To be done: Rewrite the entries from the line containing "For the dataset, pick out the plant stem" through the end of the entries, inclusive, replacing "clay pot" with "ceramic pot" and leaving everything else unchanged.

** Begin Supplied records **

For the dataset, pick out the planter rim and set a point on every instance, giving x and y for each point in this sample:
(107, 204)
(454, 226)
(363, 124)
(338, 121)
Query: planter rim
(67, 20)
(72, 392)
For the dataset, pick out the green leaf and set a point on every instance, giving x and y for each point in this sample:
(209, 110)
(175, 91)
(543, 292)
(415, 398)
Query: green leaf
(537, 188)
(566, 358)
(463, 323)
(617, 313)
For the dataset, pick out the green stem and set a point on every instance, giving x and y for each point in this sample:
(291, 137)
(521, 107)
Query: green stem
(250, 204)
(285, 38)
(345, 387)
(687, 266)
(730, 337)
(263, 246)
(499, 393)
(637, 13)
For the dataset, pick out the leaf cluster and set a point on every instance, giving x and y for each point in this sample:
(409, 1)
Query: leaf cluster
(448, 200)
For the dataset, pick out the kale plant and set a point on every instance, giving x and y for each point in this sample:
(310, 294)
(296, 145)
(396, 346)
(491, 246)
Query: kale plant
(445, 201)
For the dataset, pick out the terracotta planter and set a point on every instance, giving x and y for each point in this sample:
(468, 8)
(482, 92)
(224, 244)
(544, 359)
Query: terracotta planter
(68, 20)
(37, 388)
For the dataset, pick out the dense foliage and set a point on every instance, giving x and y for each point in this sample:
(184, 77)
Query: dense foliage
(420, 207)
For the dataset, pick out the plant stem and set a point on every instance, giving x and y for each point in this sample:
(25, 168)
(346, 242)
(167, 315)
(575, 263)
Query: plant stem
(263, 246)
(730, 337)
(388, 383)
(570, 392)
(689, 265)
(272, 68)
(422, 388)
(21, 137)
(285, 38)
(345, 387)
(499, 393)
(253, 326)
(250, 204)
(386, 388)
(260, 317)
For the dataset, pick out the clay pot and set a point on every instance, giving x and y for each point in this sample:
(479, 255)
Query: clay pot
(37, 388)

** End Supplied records **

Output for this task:
For the dataset, pick out the plant stem and set a point on every instance, giving x and y for each point in this sample:
(25, 168)
(346, 242)
(167, 315)
(575, 263)
Query: plant stem
(263, 246)
(730, 337)
(388, 383)
(570, 392)
(689, 265)
(272, 68)
(422, 388)
(21, 137)
(285, 38)
(345, 387)
(499, 393)
(253, 326)
(250, 204)
(386, 388)
(260, 317)
For the dataset, pick out the ceramic pot and set a point on every instance, giving x and y for each point in this sample:
(479, 255)
Query: ceramic pot
(37, 388)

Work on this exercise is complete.